RECORDS SHOWN >>
------------------------------------------------

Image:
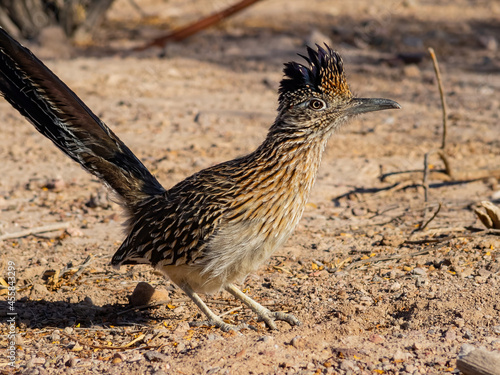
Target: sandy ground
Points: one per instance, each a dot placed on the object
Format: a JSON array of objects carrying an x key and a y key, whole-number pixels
[{"x": 375, "y": 294}]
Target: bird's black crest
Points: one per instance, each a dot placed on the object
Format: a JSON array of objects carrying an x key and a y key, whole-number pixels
[{"x": 324, "y": 75}]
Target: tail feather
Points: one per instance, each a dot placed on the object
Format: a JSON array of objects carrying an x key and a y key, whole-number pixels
[{"x": 57, "y": 112}]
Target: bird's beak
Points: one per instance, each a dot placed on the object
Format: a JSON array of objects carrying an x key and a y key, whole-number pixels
[{"x": 363, "y": 105}]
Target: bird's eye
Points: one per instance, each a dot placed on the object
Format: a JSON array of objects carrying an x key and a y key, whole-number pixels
[{"x": 317, "y": 104}]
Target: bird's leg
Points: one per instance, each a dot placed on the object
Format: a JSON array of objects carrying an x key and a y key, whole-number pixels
[
  {"x": 265, "y": 314},
  {"x": 213, "y": 319}
]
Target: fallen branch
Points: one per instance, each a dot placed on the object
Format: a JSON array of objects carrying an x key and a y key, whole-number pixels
[
  {"x": 385, "y": 259},
  {"x": 480, "y": 362},
  {"x": 441, "y": 94},
  {"x": 197, "y": 26},
  {"x": 122, "y": 347},
  {"x": 495, "y": 232},
  {"x": 432, "y": 218},
  {"x": 28, "y": 232}
]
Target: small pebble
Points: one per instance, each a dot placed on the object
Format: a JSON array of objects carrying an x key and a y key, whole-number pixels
[
  {"x": 377, "y": 339},
  {"x": 298, "y": 342},
  {"x": 154, "y": 356},
  {"x": 145, "y": 294},
  {"x": 395, "y": 286}
]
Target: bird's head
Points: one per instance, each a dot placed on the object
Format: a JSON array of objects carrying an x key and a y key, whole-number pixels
[{"x": 316, "y": 99}]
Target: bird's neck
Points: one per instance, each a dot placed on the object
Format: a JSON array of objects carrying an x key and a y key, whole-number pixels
[{"x": 279, "y": 175}]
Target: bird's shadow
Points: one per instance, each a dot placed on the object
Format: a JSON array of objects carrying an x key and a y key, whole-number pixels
[{"x": 38, "y": 314}]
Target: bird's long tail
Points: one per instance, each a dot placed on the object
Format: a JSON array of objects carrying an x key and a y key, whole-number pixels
[{"x": 57, "y": 112}]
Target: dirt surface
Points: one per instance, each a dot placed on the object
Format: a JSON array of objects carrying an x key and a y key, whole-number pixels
[{"x": 375, "y": 293}]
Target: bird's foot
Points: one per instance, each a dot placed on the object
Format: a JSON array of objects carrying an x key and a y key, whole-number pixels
[
  {"x": 222, "y": 325},
  {"x": 269, "y": 317}
]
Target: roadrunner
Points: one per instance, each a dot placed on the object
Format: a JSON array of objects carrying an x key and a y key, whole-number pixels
[{"x": 218, "y": 225}]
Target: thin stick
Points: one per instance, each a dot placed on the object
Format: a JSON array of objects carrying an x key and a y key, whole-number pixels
[
  {"x": 386, "y": 258},
  {"x": 27, "y": 232},
  {"x": 441, "y": 93},
  {"x": 231, "y": 311},
  {"x": 197, "y": 26},
  {"x": 432, "y": 218},
  {"x": 494, "y": 232},
  {"x": 425, "y": 182},
  {"x": 122, "y": 347},
  {"x": 85, "y": 263}
]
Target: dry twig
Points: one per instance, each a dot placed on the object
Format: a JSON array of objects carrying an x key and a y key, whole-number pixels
[
  {"x": 197, "y": 26},
  {"x": 27, "y": 232}
]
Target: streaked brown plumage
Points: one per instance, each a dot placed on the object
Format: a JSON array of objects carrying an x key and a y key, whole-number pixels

------------------------------------------------

WHAT THE EXERCISE ASKS >> Could you repeat all of the material above, substituting "integer pixel values" for every occurrence of "whole-number pixels" and changing nothing else? Leave the pictures out.

FINAL RESULT >>
Image:
Target: sandy ground
Points: one per instance, each a dot placed on the object
Format: a JSON array of objects carrying an x key and a y key, integer pixel values
[{"x": 375, "y": 294}]
Target: bird's black crest
Points: one per instance, each a dot placed on the object
Format: a JSON array of objects carrying an x key and a y key, integer pixel values
[{"x": 324, "y": 75}]
Target: tail feather
Points: one per instance, each a dot placed on the object
Format: a JSON array of objects carrying an x key and a y key, integer pixel values
[{"x": 57, "y": 112}]
Target: bird's beak
Points: one per instance, each a dot placed on the object
Format: a JSON array of objects carrying an x key and a y key, integer pixel values
[{"x": 363, "y": 105}]
Target: bird's eye
Points: one per instance, each a dot placed on the object
Format: a JSON array of objects carrying an x key and a y key, integer pixel values
[{"x": 317, "y": 104}]
Target: bird's leg
Points: one per instance, each a dot placed on the object
Format: a JSON array of objects carrying an x key and a y key, integer pixel values
[
  {"x": 265, "y": 314},
  {"x": 213, "y": 319}
]
Target: fallen branch
Points: one per instance, each a dot placed on the object
Format: a JSON array of objects carrying an x key and a y key, integer pixel values
[
  {"x": 385, "y": 259},
  {"x": 480, "y": 362},
  {"x": 441, "y": 94},
  {"x": 197, "y": 26},
  {"x": 122, "y": 347},
  {"x": 495, "y": 232},
  {"x": 432, "y": 218},
  {"x": 28, "y": 232}
]
Target: small pebble
Points: one per instance, each a dot placed on the object
Format: a JSON array of objects carrying an x key and a y key, integer pixel values
[
  {"x": 377, "y": 339},
  {"x": 298, "y": 342},
  {"x": 154, "y": 356},
  {"x": 145, "y": 294},
  {"x": 395, "y": 286}
]
Target: bird's head
Points: one per instance, each a dot placed on the object
Format: a JSON array of objects carrying an x key and a y key, integer pixel values
[{"x": 316, "y": 99}]
Target: bird's neck
Points: one per instance, each a dot placed on the object
Format: a JSON array of objects carrying an x key and a y key, integer pixel values
[{"x": 279, "y": 175}]
Target: bird's shadow
Points: one per instance, each a dot placed on the object
Format: a JSON array of objects carrying an x key and a y key, integer pixel values
[{"x": 38, "y": 314}]
Target: bird's long tail
Points: one per instance, each a dot placed on the object
Format: a JSON array of objects carrying an x key and a y key, integer pixel values
[{"x": 57, "y": 112}]
Target: dirt surface
Points: one per instance, each a dot placed on the object
Format: a JSON array of objects carrying an x key and a y key, integer pixel values
[{"x": 375, "y": 293}]
Target: bird's foot
Points: one per instance, each a dot placed on the object
Format: a JSON array of objects carrying an x key and a y key, integer pixel values
[
  {"x": 222, "y": 325},
  {"x": 269, "y": 317}
]
Target: roadrunner
Points: one per instance, each a dot placed on the object
Format: a JSON array of objects carrying an x key and a y key, integer pixel values
[{"x": 218, "y": 225}]
Target: thin stick
Points: one per instance, each a dot placed on the object
Format: a JSON array of objects carrying an x key and a y key, integer pixel values
[
  {"x": 386, "y": 258},
  {"x": 27, "y": 232},
  {"x": 441, "y": 93},
  {"x": 231, "y": 311},
  {"x": 197, "y": 26},
  {"x": 432, "y": 218},
  {"x": 494, "y": 232},
  {"x": 425, "y": 182},
  {"x": 122, "y": 347},
  {"x": 85, "y": 263}
]
Target: dry twig
Points: one per instance, each a dot placed on the object
Format: a JSON array of objects carrying an x key and a y key, integer pixel values
[
  {"x": 197, "y": 26},
  {"x": 27, "y": 232}
]
Target: streaked brown plumage
Points: one per instance, each a dot placed on the object
Format: a JSON array of objects carrying an x key and a y key, integer pixel values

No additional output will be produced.